# Leistungsstarke Game Notebooks 1200 - 1600 Euro



## Dawnclaude (7. Dezember 2009)

Ich werd mir nun auch einen Gamenotebook holen, das sehr gut für Spiele geeignet sein soll.
Ich habe lange und intensiv geschaut. Vorraussetzung ist 17 Zoll, sonst ist mir der Bildschirm zu klein.
Folgende Kandidaten:

Der *MSI GT725* ist wohl der stärkste Gamenotebook im Preis Leistungsverhältnis. Er wurde auch überall gut bewertet.
Der Haken ist nur....er wird scheinbar nicht mehr verkauft.
Wenn irgendwer von euch weiß, wo man sich den noch holen kann, sagt Bescheid.

Nächster Kandidat *Asus G71GX*
http://astore.amazon.de/Computers.Notebooks.Laptops.Billig.Kaufen-21/detail/B002RHPCFC
Wird scheinbar bei Amazon besonders günstig angeboten mit einer GTX 260, die sehr gut ist! Wurde relativ gut bewertet. Etwas störend evtl die Hitze der Graka und der kontrastarme Monitor. Des weiteren bin ich von dem Design (rotes Zeug ) nicht so angetan.
Es gibt noch weitere Asus Geräte, die etwas teurer sind, die Grafikkarte ist allerdings immer die gleiche, das Design etwas besser hier z.b.


*Der Nachfolger G72GX*
Notebooks ASUS G72GX-TY013V

Meiner Meinung nach nehmen sich die Beiden aber nicht sonderlich. Oder wie seht ihr das?
++++++++++
_Aufgabenstellung A_.
Beantworte anhand des Textausschnitts:
(i) Welche Bildschirmgröße ist Voraussetzung für das Notebook?
(ii) Welcher Haken wird beim MSI GT725 genannt?
(iii) Mit welcher Grafikkarte wird das Asus G71GX bei Amazon angeboten?
_Aufgabenstellung B_. Erkläre mit den Angaben aus dem Textausschnitt, weshalb das MSI GT725 als Kandidat gilt und was dennoch gegen den Kauf spricht.
_Aufgabenstellung C_. Schreibe den Textausschnitt über Gaming-Notebooks nach dessen letztem Satz weiter.

_Bereitgestellte Daten_.
++++++++++
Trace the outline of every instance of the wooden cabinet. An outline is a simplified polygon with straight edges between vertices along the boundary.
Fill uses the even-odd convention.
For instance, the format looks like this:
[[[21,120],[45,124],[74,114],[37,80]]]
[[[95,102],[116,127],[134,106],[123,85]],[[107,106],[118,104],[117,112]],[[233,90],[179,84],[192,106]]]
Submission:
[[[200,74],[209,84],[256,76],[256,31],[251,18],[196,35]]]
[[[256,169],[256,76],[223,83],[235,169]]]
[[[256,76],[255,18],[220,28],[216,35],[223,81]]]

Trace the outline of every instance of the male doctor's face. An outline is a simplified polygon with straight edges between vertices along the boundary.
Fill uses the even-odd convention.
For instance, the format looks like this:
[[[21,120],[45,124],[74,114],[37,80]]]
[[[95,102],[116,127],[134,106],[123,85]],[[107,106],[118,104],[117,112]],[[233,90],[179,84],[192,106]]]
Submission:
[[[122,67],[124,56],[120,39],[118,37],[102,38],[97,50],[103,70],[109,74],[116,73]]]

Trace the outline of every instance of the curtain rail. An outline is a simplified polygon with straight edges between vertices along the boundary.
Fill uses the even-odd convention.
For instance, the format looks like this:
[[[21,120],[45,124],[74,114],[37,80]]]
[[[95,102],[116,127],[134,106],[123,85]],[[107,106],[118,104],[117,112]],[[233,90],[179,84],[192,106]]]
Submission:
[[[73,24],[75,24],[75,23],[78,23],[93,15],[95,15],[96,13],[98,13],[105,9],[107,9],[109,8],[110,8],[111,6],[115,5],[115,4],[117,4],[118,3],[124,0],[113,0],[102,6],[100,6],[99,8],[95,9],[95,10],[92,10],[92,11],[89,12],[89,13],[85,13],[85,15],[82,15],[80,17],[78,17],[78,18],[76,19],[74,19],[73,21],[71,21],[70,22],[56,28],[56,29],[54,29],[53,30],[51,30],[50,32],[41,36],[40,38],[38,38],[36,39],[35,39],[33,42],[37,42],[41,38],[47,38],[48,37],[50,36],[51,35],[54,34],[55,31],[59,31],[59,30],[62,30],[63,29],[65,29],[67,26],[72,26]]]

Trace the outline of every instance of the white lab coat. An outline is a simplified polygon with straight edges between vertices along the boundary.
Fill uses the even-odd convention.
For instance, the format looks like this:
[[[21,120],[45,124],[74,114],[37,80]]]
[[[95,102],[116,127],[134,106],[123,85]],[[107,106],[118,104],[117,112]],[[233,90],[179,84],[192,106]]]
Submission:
++++++++++
_Schriftliche Antwort A_.
(i) 17 Zoll.
(ii) Es wird scheinbar nicht mehr verkauft.
(iii) Mit einer GTX 260.

_Schriftliche Antwort B_. Das MSI GT725 gilt als der stärkste Gamenotebook im Preis-Leistungs-Verhältnis und wurde überall gut bewertet. Allerdings wird es scheinbar nicht mehr verkauft.

_Schriftliche Antwort C_.
Gut, da wir jetzt schon bei 1400 Euro sind, gucke ich direkt mal, was es nur 200 Euro teurer gibt.

Da hätten wir einen Riesen mit 18 Zoll. PC Games hat ihn auch bewertet. 
*XMG8 18,4*
mySN® Schenker-Notebook
GTX 280M ist natürlich noch mal etwas besser.
Allerdings muss man noch 2 GB speicher dazu kaufen, Festplatte und Windows7 OEM , was die sache noch mal etwas teurer macht.

Alternativ der *XMG7.c 17,3* mit besserer CPU :
mySN® Schenker-Notebook

Beide wirken auf den ersten Blick sehr gut, aber der Preis naja...wenns 200 euro billiger wäre, würd ich sofort zuschlagen. Wenigstens brauch ich die MwSt nich zahlen. 


Was würdet Ihr empfehlen oder habt ihr noch andere Notebooks im Programm, die ein besseres Preis / Leistungsverhältnis haben?


----------



## koe80 (7. Dezember 2009)

MSI GT725 gibt es nur noch auf ebay.

suche selber gerad ein neues notebook.


----------



## Herbboy (7. Dezember 2009)

über 15-16 zoll ist natürlich nicht mehr wirklich ein "notebook", das kannst du also ernsthaft gesehen nur als völlig überteuerten desktopersatz benutzen, oder für LAns nehmen, weil es halt trotzdem noch leichter ist als nen ganzen PC mitzunehmen.

bei den mysn musst du halt bedenken, dass windows und selbst WLAN noch dazubestellt werden muss. da stellt sich dann die frage, da es effektiv um die 1600€ kosten wird, ob es das wert ist...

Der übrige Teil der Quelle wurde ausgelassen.